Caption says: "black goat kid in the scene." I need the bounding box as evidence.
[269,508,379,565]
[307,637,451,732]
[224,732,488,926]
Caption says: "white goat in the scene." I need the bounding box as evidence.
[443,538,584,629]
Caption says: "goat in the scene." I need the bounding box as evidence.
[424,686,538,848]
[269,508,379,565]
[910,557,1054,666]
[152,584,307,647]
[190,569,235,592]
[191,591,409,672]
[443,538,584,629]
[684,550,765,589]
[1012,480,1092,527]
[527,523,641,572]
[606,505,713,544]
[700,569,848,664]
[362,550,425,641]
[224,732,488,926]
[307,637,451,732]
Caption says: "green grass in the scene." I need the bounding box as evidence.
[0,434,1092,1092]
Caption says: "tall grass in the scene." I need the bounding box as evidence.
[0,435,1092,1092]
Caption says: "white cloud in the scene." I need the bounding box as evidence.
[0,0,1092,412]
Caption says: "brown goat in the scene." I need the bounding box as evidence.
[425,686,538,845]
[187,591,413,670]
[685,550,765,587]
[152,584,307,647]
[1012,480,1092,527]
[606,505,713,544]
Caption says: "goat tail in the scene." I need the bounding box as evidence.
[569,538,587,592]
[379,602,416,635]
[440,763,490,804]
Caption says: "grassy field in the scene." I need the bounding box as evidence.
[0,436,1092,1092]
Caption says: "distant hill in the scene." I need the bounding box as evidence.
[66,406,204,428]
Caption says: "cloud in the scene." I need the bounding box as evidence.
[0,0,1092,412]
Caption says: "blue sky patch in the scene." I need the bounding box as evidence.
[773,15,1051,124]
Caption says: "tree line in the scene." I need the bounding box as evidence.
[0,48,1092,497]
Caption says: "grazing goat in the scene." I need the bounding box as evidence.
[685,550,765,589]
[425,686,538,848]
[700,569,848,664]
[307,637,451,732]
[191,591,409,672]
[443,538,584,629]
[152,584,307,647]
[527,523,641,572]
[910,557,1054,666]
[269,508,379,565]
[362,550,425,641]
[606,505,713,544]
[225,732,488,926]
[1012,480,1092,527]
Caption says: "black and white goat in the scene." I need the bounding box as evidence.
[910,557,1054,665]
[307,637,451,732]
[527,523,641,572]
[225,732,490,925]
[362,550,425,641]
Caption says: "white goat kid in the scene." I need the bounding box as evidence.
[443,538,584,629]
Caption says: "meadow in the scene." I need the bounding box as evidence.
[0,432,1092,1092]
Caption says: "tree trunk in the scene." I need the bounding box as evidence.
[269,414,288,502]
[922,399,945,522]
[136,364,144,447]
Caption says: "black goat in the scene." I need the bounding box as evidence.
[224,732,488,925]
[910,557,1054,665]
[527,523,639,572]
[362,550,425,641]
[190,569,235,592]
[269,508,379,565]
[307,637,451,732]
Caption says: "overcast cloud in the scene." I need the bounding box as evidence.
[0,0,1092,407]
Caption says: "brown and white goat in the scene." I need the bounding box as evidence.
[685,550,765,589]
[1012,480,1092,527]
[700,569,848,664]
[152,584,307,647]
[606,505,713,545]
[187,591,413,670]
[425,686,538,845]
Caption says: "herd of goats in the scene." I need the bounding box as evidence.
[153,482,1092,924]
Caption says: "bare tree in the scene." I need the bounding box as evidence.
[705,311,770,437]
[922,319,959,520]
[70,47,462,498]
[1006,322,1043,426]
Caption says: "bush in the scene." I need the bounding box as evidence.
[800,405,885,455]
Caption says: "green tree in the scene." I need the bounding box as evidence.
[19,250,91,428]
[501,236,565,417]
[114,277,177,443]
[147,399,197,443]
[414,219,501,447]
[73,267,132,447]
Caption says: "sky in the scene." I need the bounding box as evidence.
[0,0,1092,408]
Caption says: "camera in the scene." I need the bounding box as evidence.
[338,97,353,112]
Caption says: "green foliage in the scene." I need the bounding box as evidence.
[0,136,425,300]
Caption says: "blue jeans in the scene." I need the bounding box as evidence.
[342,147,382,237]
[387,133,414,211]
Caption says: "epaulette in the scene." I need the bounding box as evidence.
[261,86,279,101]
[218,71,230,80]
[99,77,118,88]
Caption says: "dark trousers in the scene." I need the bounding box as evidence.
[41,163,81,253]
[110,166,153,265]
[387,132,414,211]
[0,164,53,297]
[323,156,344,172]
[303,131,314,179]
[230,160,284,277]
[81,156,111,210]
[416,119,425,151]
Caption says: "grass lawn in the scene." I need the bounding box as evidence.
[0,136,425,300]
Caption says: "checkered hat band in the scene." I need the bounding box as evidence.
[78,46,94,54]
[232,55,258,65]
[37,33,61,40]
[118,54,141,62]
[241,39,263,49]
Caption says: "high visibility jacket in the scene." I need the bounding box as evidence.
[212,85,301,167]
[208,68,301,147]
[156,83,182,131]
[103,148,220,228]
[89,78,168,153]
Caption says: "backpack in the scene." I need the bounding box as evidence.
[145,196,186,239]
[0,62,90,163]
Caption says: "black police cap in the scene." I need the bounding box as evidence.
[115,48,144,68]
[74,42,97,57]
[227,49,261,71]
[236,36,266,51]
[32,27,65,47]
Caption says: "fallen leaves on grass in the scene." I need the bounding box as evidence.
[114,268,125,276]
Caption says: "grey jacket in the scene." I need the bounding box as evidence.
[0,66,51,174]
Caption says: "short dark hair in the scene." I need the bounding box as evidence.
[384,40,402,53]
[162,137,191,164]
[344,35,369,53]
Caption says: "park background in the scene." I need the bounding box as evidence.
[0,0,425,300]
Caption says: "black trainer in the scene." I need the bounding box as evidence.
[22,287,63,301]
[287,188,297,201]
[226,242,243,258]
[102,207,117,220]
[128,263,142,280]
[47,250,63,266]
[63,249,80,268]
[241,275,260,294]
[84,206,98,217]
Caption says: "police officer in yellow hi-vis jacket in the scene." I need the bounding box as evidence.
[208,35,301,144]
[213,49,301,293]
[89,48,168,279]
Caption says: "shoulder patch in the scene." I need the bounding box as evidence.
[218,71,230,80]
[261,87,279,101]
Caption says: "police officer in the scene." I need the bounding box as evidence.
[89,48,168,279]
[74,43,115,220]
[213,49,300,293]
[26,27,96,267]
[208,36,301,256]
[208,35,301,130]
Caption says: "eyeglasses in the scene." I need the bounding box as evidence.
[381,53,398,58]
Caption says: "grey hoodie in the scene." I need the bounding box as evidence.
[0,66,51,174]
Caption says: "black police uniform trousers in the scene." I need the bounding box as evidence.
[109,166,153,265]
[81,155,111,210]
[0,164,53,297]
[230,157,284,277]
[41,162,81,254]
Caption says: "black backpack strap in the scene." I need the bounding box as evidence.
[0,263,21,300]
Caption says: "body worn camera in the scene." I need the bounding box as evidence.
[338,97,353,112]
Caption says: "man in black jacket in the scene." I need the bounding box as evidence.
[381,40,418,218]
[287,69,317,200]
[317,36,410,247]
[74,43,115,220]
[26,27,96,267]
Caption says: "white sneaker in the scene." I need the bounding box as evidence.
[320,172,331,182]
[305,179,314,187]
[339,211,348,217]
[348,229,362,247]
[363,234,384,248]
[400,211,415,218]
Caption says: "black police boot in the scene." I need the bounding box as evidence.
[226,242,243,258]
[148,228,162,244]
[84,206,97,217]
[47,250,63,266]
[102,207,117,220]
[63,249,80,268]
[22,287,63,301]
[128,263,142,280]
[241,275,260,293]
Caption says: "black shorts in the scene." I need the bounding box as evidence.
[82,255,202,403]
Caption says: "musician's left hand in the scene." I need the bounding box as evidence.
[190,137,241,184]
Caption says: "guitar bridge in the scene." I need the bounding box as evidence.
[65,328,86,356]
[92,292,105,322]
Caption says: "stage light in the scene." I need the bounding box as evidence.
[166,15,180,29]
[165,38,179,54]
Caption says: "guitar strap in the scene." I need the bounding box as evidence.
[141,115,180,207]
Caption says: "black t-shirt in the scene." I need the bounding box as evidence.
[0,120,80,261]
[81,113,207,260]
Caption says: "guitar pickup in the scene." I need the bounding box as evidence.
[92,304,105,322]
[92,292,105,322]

What you should do
Gather each line from the entries above that contains the word "guitar" and copy those lines out whole.

Full output
Caption says: "guitar bridge in the scene." I need the bounding box as evidence.
Caption says: "guitar strap in the scene." I need the bounding box as evidence.
Caption says: "guitar pickup in the scene." I need the bounding box as evidence.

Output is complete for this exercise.